Instructions →
[A] Answer these questions using the passage on HT Technology:
(i) With HT Technology enabled, what does the g.729a decode thread do during the stalled cycles?
(ii) For a G.729a RTP connection, how much does a dual-processor configuration without HT Technology reduce CPU utilization?
(iii) What feature of a G.711 encode/decode algorithm makes cache misses unlikely?
[B] Reproduce the passage on HT Technology word for word, from "Prior to HT" to "G.729a RTP connection.".

===== Quoted passage

Prior to HT Technology, media-processing functions such as playing audio (disk
or memory I/O intensive) and decoding a g.729a VoIP packet would complete in
order of priority. If the thread executing audio play happened to be higher
priority, the g.729a decode thread would not be able to take full advantage of
the stalled processor cycles in the audio play thread due to memory or disk
I/O. With HT Technology enabled, the g.729a decode thread can execute in
parallel during the stalled cycles by doing any arithmetic operations that do
not require memory I/O.
Figure 11 and Figure 12 show the performance due to HT when compared with
single- and dual-processor systems for a specific media processing application:
the SIP-to-SIP connection is configured for G.711 and G.729a RTP connection.
For a G.711 RTP connection, HT Technology results in close to a 50% reduction
in CPU utilizationequivalent to executing on a dual-processor
configuration. For a G.729a RTP connection, HT Technology results in a 15-20%
reduction in CPU utilization, whereas a dual-processor configuration without HT
Technology results in a 30-40% reduction in CPU utilization. In both test
application configurations, the platform comes close to achieving the
theoretical maximum of four times the performance increase when compared to a
dual-processor which is two times the performance speed, with HT
Technology-enabled (x2) platform with a single-processor platform without HT
Technology. The difference can be attributed to more frequent conflicts between
the various channel threads using shared resources such as the execution
engine, external memory access, and cache. If there is contention in usage of
these resources by two different threads, the operations are serialized. A
G.711 encode/decode algorithm has a small code and data footprint that will
most likely not result in any cache misses. The G.729 algorithm has a much
larger data footprint and data structure per channel and there is likely to be
more cache thrashing and contention for external memory access.

==========
===== Record extracts

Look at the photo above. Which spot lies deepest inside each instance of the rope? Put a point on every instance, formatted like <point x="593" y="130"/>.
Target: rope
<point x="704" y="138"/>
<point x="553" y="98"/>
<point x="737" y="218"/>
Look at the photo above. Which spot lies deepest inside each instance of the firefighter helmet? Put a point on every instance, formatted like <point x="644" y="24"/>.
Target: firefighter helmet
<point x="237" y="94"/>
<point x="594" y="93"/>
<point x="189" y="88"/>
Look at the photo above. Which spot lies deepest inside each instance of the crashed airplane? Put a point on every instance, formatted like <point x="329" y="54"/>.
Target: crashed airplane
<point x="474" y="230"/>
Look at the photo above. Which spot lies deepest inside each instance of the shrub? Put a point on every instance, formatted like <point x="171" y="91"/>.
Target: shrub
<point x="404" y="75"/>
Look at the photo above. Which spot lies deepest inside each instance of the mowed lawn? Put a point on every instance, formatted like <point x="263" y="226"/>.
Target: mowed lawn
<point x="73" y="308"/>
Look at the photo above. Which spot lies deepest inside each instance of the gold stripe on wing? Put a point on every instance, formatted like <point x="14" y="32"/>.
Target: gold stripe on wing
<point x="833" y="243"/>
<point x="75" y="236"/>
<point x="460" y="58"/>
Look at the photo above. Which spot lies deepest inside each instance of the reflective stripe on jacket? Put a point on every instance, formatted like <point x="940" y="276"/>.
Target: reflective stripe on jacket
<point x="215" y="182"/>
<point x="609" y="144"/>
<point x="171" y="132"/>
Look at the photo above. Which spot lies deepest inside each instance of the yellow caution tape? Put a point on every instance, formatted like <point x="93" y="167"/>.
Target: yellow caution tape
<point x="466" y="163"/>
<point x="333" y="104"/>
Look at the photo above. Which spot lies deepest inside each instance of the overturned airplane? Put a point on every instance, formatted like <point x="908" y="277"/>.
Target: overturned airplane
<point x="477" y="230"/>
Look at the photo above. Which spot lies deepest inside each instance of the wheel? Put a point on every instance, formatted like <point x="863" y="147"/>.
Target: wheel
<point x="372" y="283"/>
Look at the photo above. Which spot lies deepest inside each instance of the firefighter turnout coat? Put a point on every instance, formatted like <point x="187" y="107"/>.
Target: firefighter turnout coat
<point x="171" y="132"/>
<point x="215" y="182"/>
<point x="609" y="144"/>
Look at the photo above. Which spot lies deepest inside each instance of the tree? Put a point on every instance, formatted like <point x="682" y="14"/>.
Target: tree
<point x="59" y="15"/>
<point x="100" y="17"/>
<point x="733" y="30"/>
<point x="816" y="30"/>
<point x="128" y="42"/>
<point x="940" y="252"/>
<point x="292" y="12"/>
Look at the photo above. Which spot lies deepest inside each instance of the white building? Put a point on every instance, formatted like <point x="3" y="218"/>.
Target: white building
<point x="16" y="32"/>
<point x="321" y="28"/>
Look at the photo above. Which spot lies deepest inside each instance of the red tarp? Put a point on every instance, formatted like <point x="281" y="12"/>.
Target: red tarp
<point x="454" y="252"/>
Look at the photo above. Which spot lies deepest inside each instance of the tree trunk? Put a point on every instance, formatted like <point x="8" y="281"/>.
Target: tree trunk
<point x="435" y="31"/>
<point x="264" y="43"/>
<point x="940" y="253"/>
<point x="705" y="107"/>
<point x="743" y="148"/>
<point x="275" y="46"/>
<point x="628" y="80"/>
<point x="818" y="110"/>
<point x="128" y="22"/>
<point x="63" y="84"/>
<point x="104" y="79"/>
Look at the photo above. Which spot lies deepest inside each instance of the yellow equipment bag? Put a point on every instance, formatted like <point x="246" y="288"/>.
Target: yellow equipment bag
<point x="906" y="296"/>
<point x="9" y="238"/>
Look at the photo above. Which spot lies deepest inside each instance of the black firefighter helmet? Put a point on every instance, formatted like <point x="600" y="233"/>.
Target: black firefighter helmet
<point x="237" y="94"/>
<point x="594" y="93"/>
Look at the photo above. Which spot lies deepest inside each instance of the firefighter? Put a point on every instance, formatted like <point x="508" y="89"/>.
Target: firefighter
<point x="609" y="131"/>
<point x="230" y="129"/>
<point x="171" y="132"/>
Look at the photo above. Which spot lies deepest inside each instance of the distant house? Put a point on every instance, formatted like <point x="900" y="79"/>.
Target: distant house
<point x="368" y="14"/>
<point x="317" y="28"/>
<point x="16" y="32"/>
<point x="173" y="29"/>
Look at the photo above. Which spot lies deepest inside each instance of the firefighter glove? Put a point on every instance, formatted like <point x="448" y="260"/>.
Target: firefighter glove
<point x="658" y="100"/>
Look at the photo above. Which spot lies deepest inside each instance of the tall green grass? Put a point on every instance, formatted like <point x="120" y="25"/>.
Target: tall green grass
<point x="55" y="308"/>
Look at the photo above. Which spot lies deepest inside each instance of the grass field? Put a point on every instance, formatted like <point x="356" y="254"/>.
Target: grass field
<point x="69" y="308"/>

==========

Responses in order →
[A]
(i) It executes in parallel, doing any arithmetic operations that do not require memory I/O.
(ii) By 30-40%.
(iii) Its small code and data footprint.

[B]
Prior to HT Technology, media-processing functions such as playing audio (disk
or memory I/O intensive) and decoding a g.729a VoIP packet would complete in
order of priority. If the thread executing audio play happened to be higher
priority, the g.729a decode thread would not be able to take full advantage of
the stalled processor cycles in the audio play thread due to memory or disk
I/O. With HT Technology enabled, the g.729a decode thread can execute in
parallel during the stalled cycles by doing any arithmetic operations that do
not require memory I/O.
Figure 11 and Figure 12 show the performance due to HT when compared with
single- and dual-processor systems for a specific media processing application:
the SIP-to-SIP connection is configured for G.711 and G.729a RTP connection.